#### What you will do:
Return an exact copy of the lines from the one holding "POST /locate" to the end of the data, including both the starting and final lines. Leave the pictures out.

Dataset records about object locations

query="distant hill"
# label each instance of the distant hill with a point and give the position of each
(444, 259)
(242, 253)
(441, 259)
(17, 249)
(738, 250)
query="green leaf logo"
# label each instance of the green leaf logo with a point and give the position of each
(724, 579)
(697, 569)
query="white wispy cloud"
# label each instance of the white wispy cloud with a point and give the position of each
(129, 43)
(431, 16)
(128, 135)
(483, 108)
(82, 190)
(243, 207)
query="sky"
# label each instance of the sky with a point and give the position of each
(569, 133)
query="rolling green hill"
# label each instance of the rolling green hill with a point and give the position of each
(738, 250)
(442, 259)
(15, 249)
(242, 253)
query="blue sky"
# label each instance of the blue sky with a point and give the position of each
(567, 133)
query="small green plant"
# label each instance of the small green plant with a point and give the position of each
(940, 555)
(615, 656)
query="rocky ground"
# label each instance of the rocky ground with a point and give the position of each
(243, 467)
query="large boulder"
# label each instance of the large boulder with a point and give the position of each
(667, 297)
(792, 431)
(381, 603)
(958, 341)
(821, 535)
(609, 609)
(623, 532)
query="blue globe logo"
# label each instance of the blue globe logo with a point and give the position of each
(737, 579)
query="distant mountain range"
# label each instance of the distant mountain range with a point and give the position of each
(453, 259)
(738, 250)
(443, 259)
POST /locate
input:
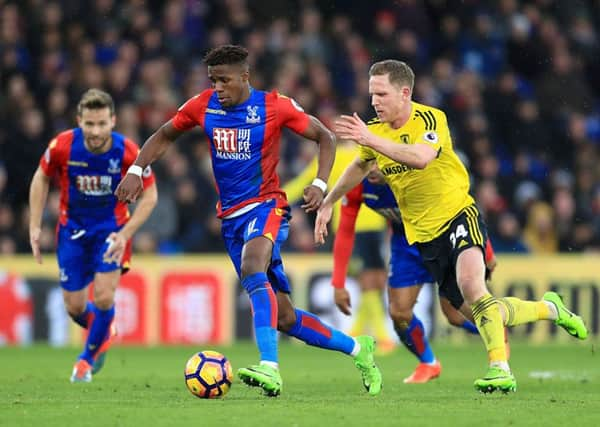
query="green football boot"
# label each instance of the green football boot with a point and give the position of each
(263, 376)
(371, 375)
(567, 320)
(496, 379)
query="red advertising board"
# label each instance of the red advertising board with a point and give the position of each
(16, 310)
(131, 301)
(191, 308)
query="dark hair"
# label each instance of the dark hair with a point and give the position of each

#### Exercise result:
POST /locate
input:
query="green football boot"
# label each instance of the green football boot with a point and give the position of each
(263, 376)
(371, 375)
(567, 320)
(496, 379)
query="red advertising board"
# label each instance of the red advertising board with a point and give the position of each
(16, 310)
(131, 301)
(191, 308)
query="dark hair"
# label each instance of the dark hair with a point and give the position of each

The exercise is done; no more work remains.